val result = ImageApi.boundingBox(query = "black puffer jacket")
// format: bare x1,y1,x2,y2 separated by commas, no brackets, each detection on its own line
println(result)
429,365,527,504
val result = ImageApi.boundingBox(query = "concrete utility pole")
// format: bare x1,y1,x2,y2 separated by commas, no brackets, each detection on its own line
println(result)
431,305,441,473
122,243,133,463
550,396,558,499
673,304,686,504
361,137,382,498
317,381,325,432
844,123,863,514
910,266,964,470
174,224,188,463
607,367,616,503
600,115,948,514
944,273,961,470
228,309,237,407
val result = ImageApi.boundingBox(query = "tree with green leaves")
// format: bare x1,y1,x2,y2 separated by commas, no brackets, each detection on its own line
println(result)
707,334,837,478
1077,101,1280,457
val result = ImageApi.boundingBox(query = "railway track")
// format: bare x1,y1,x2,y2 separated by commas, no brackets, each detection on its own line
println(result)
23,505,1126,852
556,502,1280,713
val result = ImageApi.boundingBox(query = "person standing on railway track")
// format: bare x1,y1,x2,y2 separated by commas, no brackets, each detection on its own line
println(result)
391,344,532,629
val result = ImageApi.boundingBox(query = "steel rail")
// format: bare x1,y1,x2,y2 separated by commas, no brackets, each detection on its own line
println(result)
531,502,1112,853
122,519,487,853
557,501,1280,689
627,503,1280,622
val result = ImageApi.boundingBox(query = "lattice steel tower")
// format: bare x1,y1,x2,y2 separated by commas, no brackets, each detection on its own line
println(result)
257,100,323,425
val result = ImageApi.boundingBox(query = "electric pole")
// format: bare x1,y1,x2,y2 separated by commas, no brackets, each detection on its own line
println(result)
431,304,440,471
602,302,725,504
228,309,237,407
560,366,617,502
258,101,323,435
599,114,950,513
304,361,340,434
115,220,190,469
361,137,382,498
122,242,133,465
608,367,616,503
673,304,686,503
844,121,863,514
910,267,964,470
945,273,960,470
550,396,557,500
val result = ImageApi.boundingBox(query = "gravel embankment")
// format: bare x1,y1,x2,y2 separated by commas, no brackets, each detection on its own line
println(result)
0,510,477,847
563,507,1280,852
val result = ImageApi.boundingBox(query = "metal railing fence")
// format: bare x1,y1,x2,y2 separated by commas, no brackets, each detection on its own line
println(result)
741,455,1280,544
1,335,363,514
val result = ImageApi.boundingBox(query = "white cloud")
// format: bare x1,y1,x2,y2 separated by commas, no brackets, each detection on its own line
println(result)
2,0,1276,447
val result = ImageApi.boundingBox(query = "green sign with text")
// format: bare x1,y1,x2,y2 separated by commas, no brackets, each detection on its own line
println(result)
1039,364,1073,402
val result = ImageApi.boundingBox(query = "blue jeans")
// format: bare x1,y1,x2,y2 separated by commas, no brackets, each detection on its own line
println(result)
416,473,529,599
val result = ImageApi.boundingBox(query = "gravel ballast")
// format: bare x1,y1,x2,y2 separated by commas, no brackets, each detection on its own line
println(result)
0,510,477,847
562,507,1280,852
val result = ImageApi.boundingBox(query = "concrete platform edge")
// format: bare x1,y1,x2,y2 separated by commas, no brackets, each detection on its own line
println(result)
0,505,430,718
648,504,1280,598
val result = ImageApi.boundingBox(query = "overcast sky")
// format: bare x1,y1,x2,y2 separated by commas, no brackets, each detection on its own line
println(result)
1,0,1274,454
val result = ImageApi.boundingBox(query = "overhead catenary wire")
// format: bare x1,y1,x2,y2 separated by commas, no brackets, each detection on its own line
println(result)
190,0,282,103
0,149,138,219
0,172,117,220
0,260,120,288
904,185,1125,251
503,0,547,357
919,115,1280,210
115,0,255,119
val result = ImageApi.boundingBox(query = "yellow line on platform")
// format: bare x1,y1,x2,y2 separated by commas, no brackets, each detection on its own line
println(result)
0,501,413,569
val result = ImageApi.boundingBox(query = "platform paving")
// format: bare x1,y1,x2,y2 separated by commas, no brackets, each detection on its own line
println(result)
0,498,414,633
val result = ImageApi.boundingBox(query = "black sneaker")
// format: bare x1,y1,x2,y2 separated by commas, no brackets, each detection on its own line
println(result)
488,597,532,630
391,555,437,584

----------------------------------------

What you have to do
The answer is the data above, retyped exactly in full.

Written solution
val result = ImageApi.boundingBox(query = "black puffer jacket")
// format: bare x1,y1,x2,y2 separated by commas, no brackets, each detection on its own line
println(result)
429,365,527,504
val result = ImageApi.boundingBox(query = "concrete utility pole")
// format: bare x1,y1,x2,y2 separated by commas, no brackets, each detection on its own line
println(result)
431,305,441,473
122,243,133,463
550,396,558,499
673,304,686,504
361,137,382,498
317,381,325,432
844,123,863,514
910,266,964,470
174,224,188,463
607,367,616,503
600,115,948,514
944,273,961,470
228,309,237,407
val result = ImageApi.boundingBox(query = "tree with green leaves")
// format: bare x1,y1,x2,y2 separated by commas, no brackets, each detection on its own line
println(result)
707,334,837,478
1077,101,1280,457
val result = ImageApi.boundingBox(query = "railway track")
// format: bare x1,y1,x2,y2 separated by commas, no brackets, each detection on its own line
println(result)
23,505,1126,852
556,502,1280,713
val result = ImageApi.boundingBox(query = "person standing on railway track")
// format: bare x1,y1,x2,y2 separated by commas, no brackets, each detection on its own line
println(result)
391,344,532,629
val result = ImageApi.boundingBox(query = "steel rail")
// format: bare x1,y1,x2,y2 separated by commas, no brackets, each detection on its own line
println(result)
531,502,1112,853
122,519,487,853
557,501,1280,689
627,503,1280,622
val result = ImageApi.boundingBox(query = "lattice steel tower")
// format: bare x1,y1,x2,y2 separated by commas, no brackets, each detection on its own line
println(result)
257,100,323,425
val result = ImageApi.boundingBox(query = "electric pole")
// format: bare x1,y1,x2,y2 separated by commas, no brackets, each detection on its own line
println(result)
431,304,440,471
602,302,725,504
228,309,237,407
560,366,617,502
258,101,323,435
599,114,950,513
304,361,340,434
115,220,190,469
361,137,382,498
122,242,133,465
608,367,616,503
673,304,686,503
844,121,863,514
910,267,964,470
945,273,960,470
550,396,557,500
val result = ImageApi.boundingBox(query = "gravel embankment")
// format: bare x1,y1,x2,y2 separated by commas, no brackets, each detection on its own line
println(result)
0,510,477,847
563,507,1280,852
val result = ImageApi.boundingBox(query = "metal railing fence")
// format: bare x1,y1,x2,y2 separated by commas, no brackets, each detection on its own line
println(result)
741,455,1280,544
1,335,363,514
val result = ImageApi.boundingBox(query = "white cloud")
// format: bare x1,y1,x2,y2 separated by commas, no brackets, each detection on its own line
println(result)
2,0,1276,447
val result = ImageApi.boundingBox(query = "green sign with text")
// format: bare x1,y1,x2,y2 separated by commas, no brackets, each detection on its own line
println(result)
1039,364,1073,402
val result = ImageApi.boundingBox(query = "blue jeans")
// format: bare x1,y1,x2,y2 separated by commas, no brackets, each detection on its own line
println(result)
416,473,529,599
val result = ImageApi.boundingBox(query = "gravel ballast")
// format: bare x1,y1,x2,y2 separated by commas, no brackets, each detection on its own line
println(result)
0,510,477,847
562,507,1280,852
val result = ImageApi.boundingBox(query = "concrete platform edge")
// format: bare x1,y1,x2,y2 separated by commas, no brackets, each detection on its own line
println(result)
0,505,430,718
648,504,1280,598
val result = ImageApi.boundingBox(query = "overcast sky")
// format: bare x1,y1,x2,y2 separated by commas, no brackets, each detection on its own line
println(result)
1,0,1274,454
val result = ImageApi.boundingBox(query = "overhead catenary wire")
// format: bare x1,y1,x2,y2 separated by commas, no brackets, each detection on its own line
println(result)
190,0,282,103
0,149,138,219
0,172,117,220
0,260,120,288
904,185,1125,251
503,0,547,357
919,115,1280,210
115,0,255,119
val result = ImageApi.boundingBox(query = "yellow line on platform")
// format: bare x1,y1,x2,y2 separated by commas, no brackets, each detection on its own line
println(result)
0,501,413,569
val result = ImageApi.boundingBox(query = "platform paving")
// format: bare x1,y1,x2,y2 separated by commas, no brackets, each detection on its own line
println(result)
0,498,414,633
val result = ImageApi.boundingBox(query = "black sneaker")
// format: bare x1,y1,x2,y2 separated by commas, no brackets, each detection on its own line
println(result)
488,597,532,630
391,555,437,584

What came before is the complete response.